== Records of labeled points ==
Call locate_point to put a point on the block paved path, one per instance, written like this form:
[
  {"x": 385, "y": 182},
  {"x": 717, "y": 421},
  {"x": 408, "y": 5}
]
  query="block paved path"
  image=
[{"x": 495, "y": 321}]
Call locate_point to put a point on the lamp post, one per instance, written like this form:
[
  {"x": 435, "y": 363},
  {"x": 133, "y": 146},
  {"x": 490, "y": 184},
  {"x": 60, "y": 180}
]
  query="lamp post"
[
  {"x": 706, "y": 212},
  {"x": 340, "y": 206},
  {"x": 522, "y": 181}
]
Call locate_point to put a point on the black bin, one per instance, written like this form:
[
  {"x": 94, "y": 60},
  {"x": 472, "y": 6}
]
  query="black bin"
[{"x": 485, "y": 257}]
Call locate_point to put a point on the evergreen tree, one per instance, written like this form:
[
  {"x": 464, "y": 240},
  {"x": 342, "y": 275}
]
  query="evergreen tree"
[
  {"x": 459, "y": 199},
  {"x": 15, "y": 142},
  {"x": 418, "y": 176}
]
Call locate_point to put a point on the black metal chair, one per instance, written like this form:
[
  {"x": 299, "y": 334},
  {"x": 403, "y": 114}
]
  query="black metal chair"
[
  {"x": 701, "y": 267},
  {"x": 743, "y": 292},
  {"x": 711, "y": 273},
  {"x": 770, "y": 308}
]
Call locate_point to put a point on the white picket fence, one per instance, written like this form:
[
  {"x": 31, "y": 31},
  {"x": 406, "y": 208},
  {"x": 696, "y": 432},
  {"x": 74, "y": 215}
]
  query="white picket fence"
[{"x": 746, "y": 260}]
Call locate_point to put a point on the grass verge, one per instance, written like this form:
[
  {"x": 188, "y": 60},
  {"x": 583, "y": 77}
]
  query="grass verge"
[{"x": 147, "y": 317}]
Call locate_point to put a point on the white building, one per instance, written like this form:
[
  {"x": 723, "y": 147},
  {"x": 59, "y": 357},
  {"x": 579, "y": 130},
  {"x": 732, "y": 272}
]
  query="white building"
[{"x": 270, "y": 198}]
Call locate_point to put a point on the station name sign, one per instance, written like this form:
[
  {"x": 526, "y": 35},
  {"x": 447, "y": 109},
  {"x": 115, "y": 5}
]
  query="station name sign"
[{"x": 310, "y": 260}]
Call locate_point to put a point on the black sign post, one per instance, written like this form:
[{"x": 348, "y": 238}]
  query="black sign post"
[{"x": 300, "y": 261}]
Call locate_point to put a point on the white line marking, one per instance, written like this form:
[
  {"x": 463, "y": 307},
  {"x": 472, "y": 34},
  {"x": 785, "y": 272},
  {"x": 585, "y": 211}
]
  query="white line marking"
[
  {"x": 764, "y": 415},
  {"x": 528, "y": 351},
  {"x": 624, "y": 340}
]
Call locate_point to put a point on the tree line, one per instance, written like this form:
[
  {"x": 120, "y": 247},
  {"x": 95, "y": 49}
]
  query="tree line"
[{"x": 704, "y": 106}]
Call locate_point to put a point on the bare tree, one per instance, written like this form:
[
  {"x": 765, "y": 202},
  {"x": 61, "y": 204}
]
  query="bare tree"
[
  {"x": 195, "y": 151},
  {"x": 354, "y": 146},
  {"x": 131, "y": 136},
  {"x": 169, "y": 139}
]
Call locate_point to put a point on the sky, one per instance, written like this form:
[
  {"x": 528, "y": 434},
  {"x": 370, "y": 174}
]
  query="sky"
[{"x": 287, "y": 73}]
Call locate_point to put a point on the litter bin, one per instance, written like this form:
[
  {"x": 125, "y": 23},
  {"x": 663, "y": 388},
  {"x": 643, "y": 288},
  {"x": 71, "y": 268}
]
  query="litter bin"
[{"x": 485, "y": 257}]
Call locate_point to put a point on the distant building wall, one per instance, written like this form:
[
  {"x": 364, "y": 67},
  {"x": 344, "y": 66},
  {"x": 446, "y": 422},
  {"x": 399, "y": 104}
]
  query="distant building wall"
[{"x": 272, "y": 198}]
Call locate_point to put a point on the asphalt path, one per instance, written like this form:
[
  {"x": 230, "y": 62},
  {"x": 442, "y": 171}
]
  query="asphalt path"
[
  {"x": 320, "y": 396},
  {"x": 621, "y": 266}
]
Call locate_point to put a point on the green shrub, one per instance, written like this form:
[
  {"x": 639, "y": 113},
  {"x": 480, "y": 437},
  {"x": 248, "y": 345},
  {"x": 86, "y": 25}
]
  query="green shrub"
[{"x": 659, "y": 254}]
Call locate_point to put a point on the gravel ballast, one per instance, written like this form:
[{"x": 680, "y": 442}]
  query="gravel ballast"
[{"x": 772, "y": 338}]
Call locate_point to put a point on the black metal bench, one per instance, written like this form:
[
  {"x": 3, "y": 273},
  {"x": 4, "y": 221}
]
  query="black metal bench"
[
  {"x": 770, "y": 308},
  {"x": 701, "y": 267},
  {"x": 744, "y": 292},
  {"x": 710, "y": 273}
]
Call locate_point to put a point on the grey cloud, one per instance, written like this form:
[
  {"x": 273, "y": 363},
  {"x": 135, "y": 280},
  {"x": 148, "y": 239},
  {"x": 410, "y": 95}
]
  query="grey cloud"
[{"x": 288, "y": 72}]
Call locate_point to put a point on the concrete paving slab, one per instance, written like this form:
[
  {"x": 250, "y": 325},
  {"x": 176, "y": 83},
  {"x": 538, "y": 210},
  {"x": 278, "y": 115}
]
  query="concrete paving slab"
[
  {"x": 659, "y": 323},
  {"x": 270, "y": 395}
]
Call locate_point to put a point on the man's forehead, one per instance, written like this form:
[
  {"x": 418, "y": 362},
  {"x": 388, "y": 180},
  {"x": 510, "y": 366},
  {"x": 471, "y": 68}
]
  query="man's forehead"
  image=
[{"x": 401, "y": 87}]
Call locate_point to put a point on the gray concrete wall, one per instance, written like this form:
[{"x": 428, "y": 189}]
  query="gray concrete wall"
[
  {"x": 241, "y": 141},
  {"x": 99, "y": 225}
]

== THE TASK ==
Output all of the material exactly as written.

== RESULT ==
Call locate_point to put a point on the block paved path, one per instance, written like this form:
[
  {"x": 385, "y": 182},
  {"x": 717, "y": 421},
  {"x": 408, "y": 5}
]
  query="block paved path"
  image=
[{"x": 495, "y": 321}]
Call locate_point to put a point on the lamp post, one per instance, written like this form:
[
  {"x": 435, "y": 363},
  {"x": 133, "y": 146},
  {"x": 490, "y": 184},
  {"x": 60, "y": 180}
]
  query="lamp post"
[
  {"x": 706, "y": 212},
  {"x": 340, "y": 206},
  {"x": 522, "y": 181}
]
Call locate_point to put a point on the black bin, one per instance, written like this form:
[
  {"x": 94, "y": 60},
  {"x": 472, "y": 6}
]
  query="black bin"
[{"x": 485, "y": 257}]
Call locate_point to put a point on the evergreen tree, one per instance, written like this form:
[
  {"x": 464, "y": 240},
  {"x": 342, "y": 275}
]
  query="evergreen tree"
[
  {"x": 459, "y": 199},
  {"x": 15, "y": 142},
  {"x": 418, "y": 176}
]
Call locate_point to put a point on the black metal chair, one per instance, written like this form:
[
  {"x": 299, "y": 334},
  {"x": 403, "y": 114}
]
  query="black metal chair"
[
  {"x": 701, "y": 267},
  {"x": 743, "y": 292},
  {"x": 711, "y": 273},
  {"x": 770, "y": 308}
]
Call locate_point to put a point on the white picket fence, one per instance, written like this form:
[
  {"x": 31, "y": 31},
  {"x": 406, "y": 208},
  {"x": 696, "y": 432},
  {"x": 74, "y": 215}
]
  query="white picket fence"
[{"x": 746, "y": 260}]
Call locate_point to put a point on the grass verge, one per instance, written like this form:
[
  {"x": 188, "y": 60},
  {"x": 583, "y": 77}
]
  query="grass verge"
[{"x": 147, "y": 317}]
Call locate_point to put a point on the white building, one per instance, written like this form:
[
  {"x": 723, "y": 147},
  {"x": 59, "y": 357},
  {"x": 579, "y": 130},
  {"x": 732, "y": 272}
]
  query="white building"
[{"x": 270, "y": 198}]
Call locate_point to put a point on the station name sign, one per instance, written like this form:
[
  {"x": 526, "y": 35},
  {"x": 447, "y": 109},
  {"x": 115, "y": 5}
]
  query="station name sign"
[{"x": 310, "y": 260}]
Call locate_point to put a point on the black sign post, one per instance, written like this form:
[{"x": 348, "y": 238}]
  query="black sign post"
[{"x": 300, "y": 261}]
Call locate_point to put a point on the white line marking, one per instance, written like this form:
[
  {"x": 463, "y": 307},
  {"x": 472, "y": 34},
  {"x": 785, "y": 272},
  {"x": 585, "y": 211}
]
  query="white line marking"
[
  {"x": 764, "y": 415},
  {"x": 528, "y": 351},
  {"x": 624, "y": 340}
]
Call locate_point to put a point on the tree line, one per instance, written like this form:
[
  {"x": 120, "y": 247},
  {"x": 95, "y": 49}
]
  query="tree line"
[{"x": 704, "y": 106}]
Call locate_point to put a point on the bare tree, one per instance, written like this form:
[
  {"x": 765, "y": 202},
  {"x": 61, "y": 204}
]
  query="bare tree"
[
  {"x": 195, "y": 151},
  {"x": 354, "y": 146},
  {"x": 131, "y": 136},
  {"x": 169, "y": 139}
]
Call locate_point to put a point on the sky, one per instance, written like this form:
[
  {"x": 528, "y": 434},
  {"x": 370, "y": 174}
]
  query="sky"
[{"x": 287, "y": 73}]
Call locate_point to put a point on the litter bin, one per instance, written like this form:
[
  {"x": 125, "y": 23},
  {"x": 663, "y": 388},
  {"x": 643, "y": 288},
  {"x": 71, "y": 268}
]
  query="litter bin"
[{"x": 485, "y": 257}]
Call locate_point to put a point on the distant building wall, one per instance, written like this form:
[
  {"x": 364, "y": 67},
  {"x": 344, "y": 66},
  {"x": 446, "y": 422},
  {"x": 399, "y": 104}
]
  query="distant building wall"
[{"x": 272, "y": 198}]
Call locate_point to put a point on the asphalt path, one per instance, written like this form:
[
  {"x": 230, "y": 62},
  {"x": 442, "y": 171}
]
  query="asphalt path"
[
  {"x": 320, "y": 396},
  {"x": 621, "y": 266}
]
Call locate_point to put a point on the green shrub, one per instance, written like this form:
[
  {"x": 639, "y": 113},
  {"x": 480, "y": 437},
  {"x": 248, "y": 345},
  {"x": 86, "y": 25}
]
  query="green shrub"
[{"x": 659, "y": 254}]
Call locate_point to put a point on the gravel ballast, one per instance, written like this form:
[{"x": 680, "y": 442}]
  query="gravel ballast"
[{"x": 772, "y": 338}]
Call locate_point to put a point on the black metal bench, one per instance, written like this form:
[
  {"x": 3, "y": 273},
  {"x": 4, "y": 221}
]
  query="black metal bench"
[
  {"x": 770, "y": 308},
  {"x": 701, "y": 267},
  {"x": 744, "y": 292},
  {"x": 710, "y": 273}
]
Call locate_point to put a point on the grey cloud, one per instance, written like this form:
[
  {"x": 273, "y": 363},
  {"x": 135, "y": 280},
  {"x": 148, "y": 239},
  {"x": 410, "y": 95}
]
  query="grey cloud"
[{"x": 288, "y": 72}]
Call locate_point to put a point on the concrete paving slab, one per instance, written like this form:
[
  {"x": 250, "y": 325},
  {"x": 176, "y": 83},
  {"x": 538, "y": 210},
  {"x": 278, "y": 115}
]
  query="concrete paving slab"
[
  {"x": 659, "y": 323},
  {"x": 270, "y": 395}
]
Call locate_point to put a point on the man's forehead, one per instance, written like this form:
[
  {"x": 418, "y": 362},
  {"x": 388, "y": 180},
  {"x": 510, "y": 366},
  {"x": 471, "y": 68}
]
  query="man's forehead"
  image=
[{"x": 401, "y": 87}]
Call locate_point to put a point on the gray concrete wall, one per instance, written like this form:
[{"x": 428, "y": 189}]
  query="gray concrete wall"
[
  {"x": 241, "y": 141},
  {"x": 99, "y": 225}
]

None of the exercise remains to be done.